Which lines in the listing below contain the word "protest"? Locate each one and copy it out in full.

start Task input

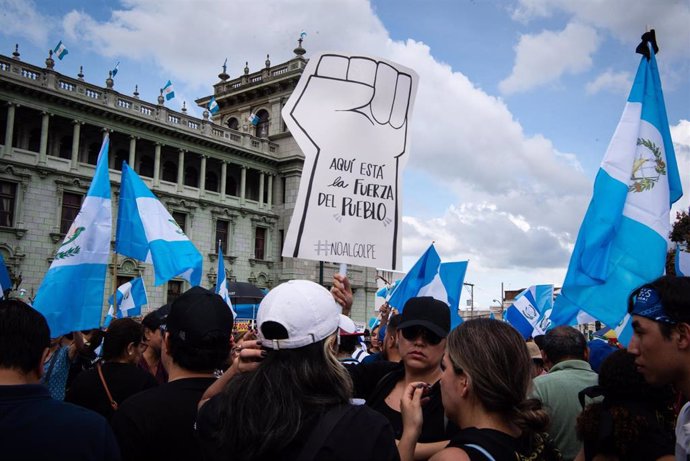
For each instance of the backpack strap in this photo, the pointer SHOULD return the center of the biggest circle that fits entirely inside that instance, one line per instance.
(113, 403)
(320, 433)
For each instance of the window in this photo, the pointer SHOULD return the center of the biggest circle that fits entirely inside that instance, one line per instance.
(174, 290)
(8, 197)
(181, 220)
(222, 235)
(71, 203)
(259, 242)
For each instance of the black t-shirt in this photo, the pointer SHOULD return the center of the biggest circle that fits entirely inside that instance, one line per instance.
(159, 423)
(361, 434)
(374, 381)
(123, 380)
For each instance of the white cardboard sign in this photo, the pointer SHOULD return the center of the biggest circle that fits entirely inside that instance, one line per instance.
(350, 116)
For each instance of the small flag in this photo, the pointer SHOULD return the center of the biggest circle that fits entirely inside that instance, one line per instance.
(622, 242)
(213, 106)
(130, 297)
(168, 91)
(5, 281)
(682, 261)
(60, 50)
(71, 293)
(146, 231)
(222, 282)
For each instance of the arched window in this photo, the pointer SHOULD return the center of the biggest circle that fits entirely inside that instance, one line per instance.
(146, 166)
(211, 181)
(262, 126)
(169, 171)
(191, 177)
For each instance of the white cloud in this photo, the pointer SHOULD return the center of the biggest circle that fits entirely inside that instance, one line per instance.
(543, 58)
(21, 18)
(617, 82)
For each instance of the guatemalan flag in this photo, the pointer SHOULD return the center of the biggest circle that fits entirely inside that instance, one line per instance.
(622, 242)
(428, 277)
(146, 231)
(213, 106)
(130, 297)
(529, 313)
(5, 281)
(168, 91)
(222, 282)
(71, 294)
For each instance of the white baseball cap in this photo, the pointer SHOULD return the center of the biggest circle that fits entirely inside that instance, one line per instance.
(306, 310)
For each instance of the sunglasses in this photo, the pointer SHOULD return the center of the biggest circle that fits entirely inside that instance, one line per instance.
(412, 333)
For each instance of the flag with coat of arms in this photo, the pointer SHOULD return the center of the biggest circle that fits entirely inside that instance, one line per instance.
(622, 242)
(130, 297)
(80, 261)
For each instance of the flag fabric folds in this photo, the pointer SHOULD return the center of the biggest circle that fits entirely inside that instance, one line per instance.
(146, 231)
(222, 282)
(5, 281)
(213, 106)
(622, 241)
(71, 293)
(60, 50)
(168, 91)
(682, 261)
(130, 297)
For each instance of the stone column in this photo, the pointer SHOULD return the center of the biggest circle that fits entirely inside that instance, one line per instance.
(157, 165)
(43, 150)
(76, 134)
(261, 189)
(9, 128)
(243, 184)
(223, 179)
(180, 170)
(270, 191)
(132, 151)
(202, 174)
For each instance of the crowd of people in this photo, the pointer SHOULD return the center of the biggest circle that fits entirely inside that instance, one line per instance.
(308, 385)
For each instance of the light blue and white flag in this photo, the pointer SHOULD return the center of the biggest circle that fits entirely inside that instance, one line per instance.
(146, 231)
(71, 293)
(453, 277)
(168, 91)
(526, 314)
(5, 281)
(222, 282)
(130, 297)
(60, 50)
(213, 106)
(622, 242)
(682, 261)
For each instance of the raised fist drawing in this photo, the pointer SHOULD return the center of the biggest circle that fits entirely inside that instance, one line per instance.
(350, 117)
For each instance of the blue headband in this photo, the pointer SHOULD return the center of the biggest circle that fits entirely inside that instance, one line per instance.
(648, 304)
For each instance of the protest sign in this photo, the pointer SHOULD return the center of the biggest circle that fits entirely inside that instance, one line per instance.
(350, 116)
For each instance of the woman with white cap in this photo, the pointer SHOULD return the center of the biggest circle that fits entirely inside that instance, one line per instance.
(296, 403)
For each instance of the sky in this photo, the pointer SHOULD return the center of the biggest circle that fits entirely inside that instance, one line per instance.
(517, 99)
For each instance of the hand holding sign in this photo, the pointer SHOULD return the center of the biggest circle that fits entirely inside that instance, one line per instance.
(350, 117)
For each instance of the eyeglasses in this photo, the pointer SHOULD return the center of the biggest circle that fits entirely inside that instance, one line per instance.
(412, 333)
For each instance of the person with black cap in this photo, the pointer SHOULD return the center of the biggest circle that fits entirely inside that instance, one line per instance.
(424, 325)
(159, 423)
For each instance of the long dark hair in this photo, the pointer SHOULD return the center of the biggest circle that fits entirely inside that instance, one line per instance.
(266, 409)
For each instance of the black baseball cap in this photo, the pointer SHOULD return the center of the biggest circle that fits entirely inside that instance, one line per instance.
(427, 312)
(198, 317)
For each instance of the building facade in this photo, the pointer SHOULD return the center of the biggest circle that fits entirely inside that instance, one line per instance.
(231, 177)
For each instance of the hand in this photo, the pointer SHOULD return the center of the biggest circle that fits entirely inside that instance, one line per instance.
(342, 292)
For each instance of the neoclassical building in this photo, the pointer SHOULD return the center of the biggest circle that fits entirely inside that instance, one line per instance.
(222, 177)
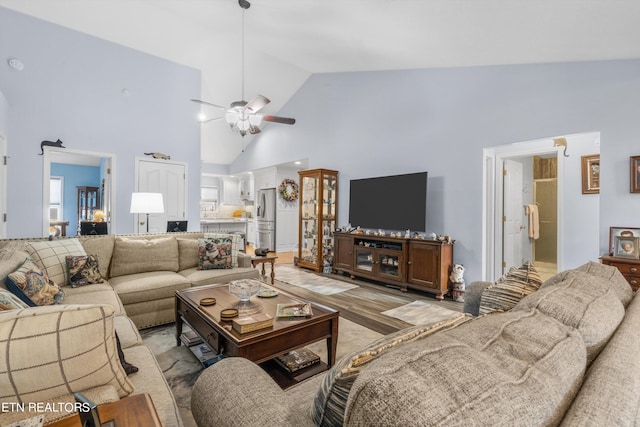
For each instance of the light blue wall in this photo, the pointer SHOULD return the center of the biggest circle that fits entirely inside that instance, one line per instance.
(439, 120)
(71, 89)
(74, 176)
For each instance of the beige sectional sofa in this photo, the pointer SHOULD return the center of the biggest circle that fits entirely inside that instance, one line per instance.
(566, 354)
(46, 353)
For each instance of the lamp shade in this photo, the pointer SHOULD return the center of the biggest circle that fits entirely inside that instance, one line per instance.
(146, 203)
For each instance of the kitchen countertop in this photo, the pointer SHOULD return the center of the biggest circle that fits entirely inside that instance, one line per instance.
(222, 220)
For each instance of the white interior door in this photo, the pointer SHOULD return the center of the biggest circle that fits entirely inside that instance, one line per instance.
(3, 187)
(168, 178)
(513, 209)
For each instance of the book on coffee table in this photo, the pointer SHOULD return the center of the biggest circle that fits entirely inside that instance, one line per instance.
(294, 310)
(252, 323)
(298, 359)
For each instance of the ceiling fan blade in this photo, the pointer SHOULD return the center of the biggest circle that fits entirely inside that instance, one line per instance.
(207, 103)
(209, 120)
(283, 120)
(257, 103)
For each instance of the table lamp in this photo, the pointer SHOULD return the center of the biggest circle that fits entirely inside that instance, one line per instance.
(146, 203)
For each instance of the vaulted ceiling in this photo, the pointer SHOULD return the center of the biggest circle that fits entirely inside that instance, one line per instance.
(288, 40)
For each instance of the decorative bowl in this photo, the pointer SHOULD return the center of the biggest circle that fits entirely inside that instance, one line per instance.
(244, 289)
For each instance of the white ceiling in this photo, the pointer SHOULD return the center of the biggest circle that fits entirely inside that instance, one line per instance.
(288, 40)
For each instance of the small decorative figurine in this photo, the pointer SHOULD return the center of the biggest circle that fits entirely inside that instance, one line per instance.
(457, 281)
(158, 156)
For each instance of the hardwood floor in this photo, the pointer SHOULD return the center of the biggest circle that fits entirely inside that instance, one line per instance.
(365, 304)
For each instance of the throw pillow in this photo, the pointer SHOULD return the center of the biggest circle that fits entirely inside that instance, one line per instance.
(50, 256)
(331, 399)
(83, 270)
(214, 253)
(9, 301)
(128, 367)
(235, 244)
(510, 289)
(57, 349)
(33, 286)
(188, 250)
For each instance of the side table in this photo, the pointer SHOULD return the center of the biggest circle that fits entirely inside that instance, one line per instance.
(135, 410)
(629, 267)
(263, 260)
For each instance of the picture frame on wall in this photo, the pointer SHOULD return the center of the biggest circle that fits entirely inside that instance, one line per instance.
(634, 174)
(591, 174)
(619, 240)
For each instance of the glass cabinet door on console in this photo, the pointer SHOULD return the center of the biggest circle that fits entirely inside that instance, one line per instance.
(318, 209)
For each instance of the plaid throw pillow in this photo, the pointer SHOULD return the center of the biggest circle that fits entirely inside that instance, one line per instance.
(510, 289)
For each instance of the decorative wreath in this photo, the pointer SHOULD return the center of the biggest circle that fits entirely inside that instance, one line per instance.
(288, 190)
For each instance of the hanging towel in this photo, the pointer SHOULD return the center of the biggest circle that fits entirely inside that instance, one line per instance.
(534, 224)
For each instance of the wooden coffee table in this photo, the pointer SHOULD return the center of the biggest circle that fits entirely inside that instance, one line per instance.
(135, 410)
(263, 345)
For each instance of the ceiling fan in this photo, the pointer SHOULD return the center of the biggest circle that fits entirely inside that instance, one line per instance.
(242, 116)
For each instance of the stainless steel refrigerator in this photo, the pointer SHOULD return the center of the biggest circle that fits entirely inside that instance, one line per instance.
(266, 219)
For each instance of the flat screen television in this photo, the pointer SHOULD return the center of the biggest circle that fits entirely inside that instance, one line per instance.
(397, 202)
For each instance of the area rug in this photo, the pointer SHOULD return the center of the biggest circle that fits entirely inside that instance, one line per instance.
(311, 281)
(421, 312)
(182, 369)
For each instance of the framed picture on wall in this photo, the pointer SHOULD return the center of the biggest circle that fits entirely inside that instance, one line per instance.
(619, 240)
(591, 174)
(627, 247)
(634, 173)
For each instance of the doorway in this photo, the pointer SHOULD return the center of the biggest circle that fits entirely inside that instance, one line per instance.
(506, 235)
(106, 164)
(168, 178)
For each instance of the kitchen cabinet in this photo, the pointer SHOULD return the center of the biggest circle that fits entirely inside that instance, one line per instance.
(246, 188)
(231, 191)
(317, 218)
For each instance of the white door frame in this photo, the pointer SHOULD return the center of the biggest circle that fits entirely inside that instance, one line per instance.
(493, 163)
(46, 176)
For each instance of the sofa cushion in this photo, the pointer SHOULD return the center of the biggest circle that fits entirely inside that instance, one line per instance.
(582, 301)
(145, 287)
(331, 399)
(619, 284)
(33, 286)
(10, 260)
(149, 379)
(235, 244)
(521, 368)
(131, 256)
(215, 253)
(99, 293)
(50, 255)
(188, 249)
(102, 247)
(83, 270)
(208, 277)
(127, 332)
(10, 301)
(52, 350)
(510, 289)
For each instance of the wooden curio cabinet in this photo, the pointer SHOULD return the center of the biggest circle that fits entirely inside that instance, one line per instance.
(318, 210)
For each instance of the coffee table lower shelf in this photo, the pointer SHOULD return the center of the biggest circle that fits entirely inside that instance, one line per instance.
(285, 379)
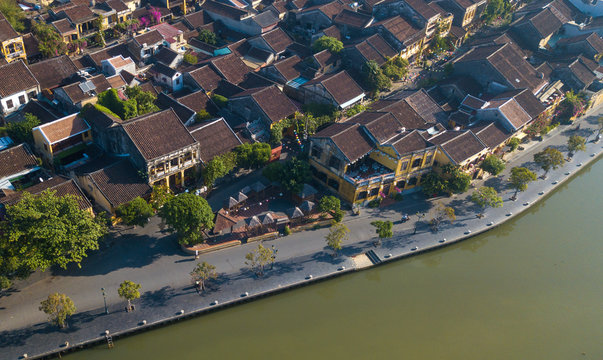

end Task input

▸ **Task response**:
For each instance of the protest sign in this photo, the pointer SHOULD return the center of the biggest circle that fits entirely inside that instance, one line per instance.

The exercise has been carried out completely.